# 작업 지시:
기록의 맨 첫 줄에서 시작해 "[0,145,298,224]"가 들어 있는 줄에서 멈추고, 그 범위의 각 줄을 `번호` 열에는 행 번호, `줄` 열에는 해당 줄을 넣은 Markdown 표로 바꿔 쓰세요. 빈 줄은 표에서 빼세요.

# 처리할 기록:
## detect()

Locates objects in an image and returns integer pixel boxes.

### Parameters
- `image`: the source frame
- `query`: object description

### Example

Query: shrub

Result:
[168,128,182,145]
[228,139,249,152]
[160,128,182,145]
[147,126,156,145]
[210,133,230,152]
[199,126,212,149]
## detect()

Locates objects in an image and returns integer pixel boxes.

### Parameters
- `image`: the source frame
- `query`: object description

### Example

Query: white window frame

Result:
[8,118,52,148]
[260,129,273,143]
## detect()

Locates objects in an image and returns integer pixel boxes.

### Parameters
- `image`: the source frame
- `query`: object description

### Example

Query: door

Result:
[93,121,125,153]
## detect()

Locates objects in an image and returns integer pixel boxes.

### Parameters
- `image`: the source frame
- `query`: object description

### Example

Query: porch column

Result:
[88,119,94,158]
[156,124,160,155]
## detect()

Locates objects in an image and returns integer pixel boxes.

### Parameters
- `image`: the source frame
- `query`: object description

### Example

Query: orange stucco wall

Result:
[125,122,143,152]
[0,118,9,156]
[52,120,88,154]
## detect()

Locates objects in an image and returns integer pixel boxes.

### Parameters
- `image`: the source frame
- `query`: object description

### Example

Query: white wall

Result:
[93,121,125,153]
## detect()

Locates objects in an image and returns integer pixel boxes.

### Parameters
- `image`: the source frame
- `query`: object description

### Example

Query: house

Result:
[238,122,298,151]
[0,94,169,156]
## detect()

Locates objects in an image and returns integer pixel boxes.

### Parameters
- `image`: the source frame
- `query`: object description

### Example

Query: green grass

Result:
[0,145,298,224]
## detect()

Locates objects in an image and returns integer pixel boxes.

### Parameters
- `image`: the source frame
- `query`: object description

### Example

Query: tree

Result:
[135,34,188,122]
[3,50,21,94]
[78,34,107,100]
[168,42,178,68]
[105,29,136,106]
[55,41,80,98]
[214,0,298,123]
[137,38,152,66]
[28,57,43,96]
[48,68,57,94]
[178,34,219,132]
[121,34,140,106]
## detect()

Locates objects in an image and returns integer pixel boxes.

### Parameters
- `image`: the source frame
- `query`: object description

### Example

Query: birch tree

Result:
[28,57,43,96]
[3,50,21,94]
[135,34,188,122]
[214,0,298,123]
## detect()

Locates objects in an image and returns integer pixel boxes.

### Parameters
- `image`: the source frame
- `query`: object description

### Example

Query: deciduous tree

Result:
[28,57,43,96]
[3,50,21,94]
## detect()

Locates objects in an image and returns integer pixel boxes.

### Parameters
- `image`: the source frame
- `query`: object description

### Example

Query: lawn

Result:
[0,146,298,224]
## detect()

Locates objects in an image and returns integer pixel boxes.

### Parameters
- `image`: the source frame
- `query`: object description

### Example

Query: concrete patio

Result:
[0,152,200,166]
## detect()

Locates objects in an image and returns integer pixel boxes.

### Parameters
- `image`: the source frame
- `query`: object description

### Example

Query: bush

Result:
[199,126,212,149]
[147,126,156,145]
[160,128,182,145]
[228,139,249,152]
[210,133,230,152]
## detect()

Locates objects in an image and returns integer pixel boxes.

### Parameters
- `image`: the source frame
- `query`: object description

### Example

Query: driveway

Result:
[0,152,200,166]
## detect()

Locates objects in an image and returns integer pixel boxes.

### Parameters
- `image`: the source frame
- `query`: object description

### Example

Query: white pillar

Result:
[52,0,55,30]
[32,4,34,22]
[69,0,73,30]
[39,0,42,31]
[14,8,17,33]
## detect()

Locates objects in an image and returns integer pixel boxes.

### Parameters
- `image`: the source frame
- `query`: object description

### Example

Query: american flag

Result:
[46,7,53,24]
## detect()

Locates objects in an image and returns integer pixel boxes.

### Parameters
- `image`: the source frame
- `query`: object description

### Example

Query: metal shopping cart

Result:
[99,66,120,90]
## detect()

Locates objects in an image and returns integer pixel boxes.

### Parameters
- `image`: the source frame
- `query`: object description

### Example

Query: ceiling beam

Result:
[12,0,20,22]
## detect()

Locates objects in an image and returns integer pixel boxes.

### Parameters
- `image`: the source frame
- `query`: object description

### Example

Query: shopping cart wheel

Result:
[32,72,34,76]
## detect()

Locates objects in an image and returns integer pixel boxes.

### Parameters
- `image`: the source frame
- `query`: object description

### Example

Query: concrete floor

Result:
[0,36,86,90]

# 작업 답변:
| 번호 | 줄 |
|---|---|
| 1 | ## detect() |
| 2 | Locates objects in an image and returns integer pixel boxes. |
| 3 | ### Parameters |
| 4 | - `image`: the source frame |
| 5 | - `query`: object description |
| 6 | ### Example |
| 7 | Query: shrub |
| 8 | Result: |
| 9 | [168,128,182,145] |
| 10 | [228,139,249,152] |
| 11 | [160,128,182,145] |
| 12 | [147,126,156,145] |
| 13 | [210,133,230,152] |
| 14 | [199,126,212,149] |
| 15 | ## detect() |
| 16 | Locates objects in an image and returns integer pixel boxes. |
| 17 | ### Parameters |
| 18 | - `image`: the source frame |
| 19 | - `query`: object description |
| 20 | ### Example |
| 21 | Query: white window frame |
| 22 | Result: |
| 23 | [8,118,52,148] |
| 24 | [260,129,273,143] |
| 25 | ## detect() |
| 26 | Locates objects in an image and returns integer pixel boxes. |
| 27 | ### Parameters |
| 28 | - `image`: the source frame |
| 29 | - `query`: object description |
| 30 | ### Example |
| 31 | Query: door |
| 32 | Result: |
| 33 | [93,121,125,153] |
| 34 | ## detect() |
| 35 | Locates objects in an image and returns integer pixel boxes. |
| 36 | ### Parameters |
| 37 | - `image`: the source frame |
| 38 | - `query`: object description |
| 39 | ### Example |
| 40 | Query: porch column |
| 41 | Result: |
| 42 | [88,119,94,158] |
| 43 | [156,124,160,155] |
| 44 | ## detect() |
| 45 | Locates objects in an image and returns integer pixel boxes. |
| 46 | ### Parameters |
| 47 | - `image`: the source frame |
| 48 | - `query`: object description |
| 49 | ### Example |
| 50 | Query: orange stucco wall |
| 51 | Result: |
| 52 | [125,122,143,152] |
| 53 | [0,118,9,156] |
| 54 | [52,120,88,154] |
| 55 | ## detect() |
| 56 | Locates objects in an image and returns integer pixel boxes. |
| 57 | ### Parameters |
| 58 | - `image`: the source frame |
| 59 | - `query`: object description |
| 60 | ### Example |
| 61 | Query: white wall |
| 62 | Result: |
| 63 | [93,121,125,153] |
| 64 | ## detect() |
| 65 | Locates objects in an image and returns integer pixel boxes. |
| 66 | ### Parameters |
| 67 | - `image`: the source frame |
| 68 | - `query`: object description |
| 69 | ### Example |
| 70 | Query: house |
| 71 | Result: |
| 72 | [238,122,298,151] |
| 73 | [0,94,169,156] |
| 74 | ## detect() |
| 75 | Locates objects in an image and returns integer pixel boxes. |
| 76 | ### Parameters |
| 77 | - `image`: the source frame |
| 78 | - `query`: object description |
| 79 | ### Example |
| 80 | Query: green grass |
| 81 | Result: |
| 82 | [0,145,298,224] |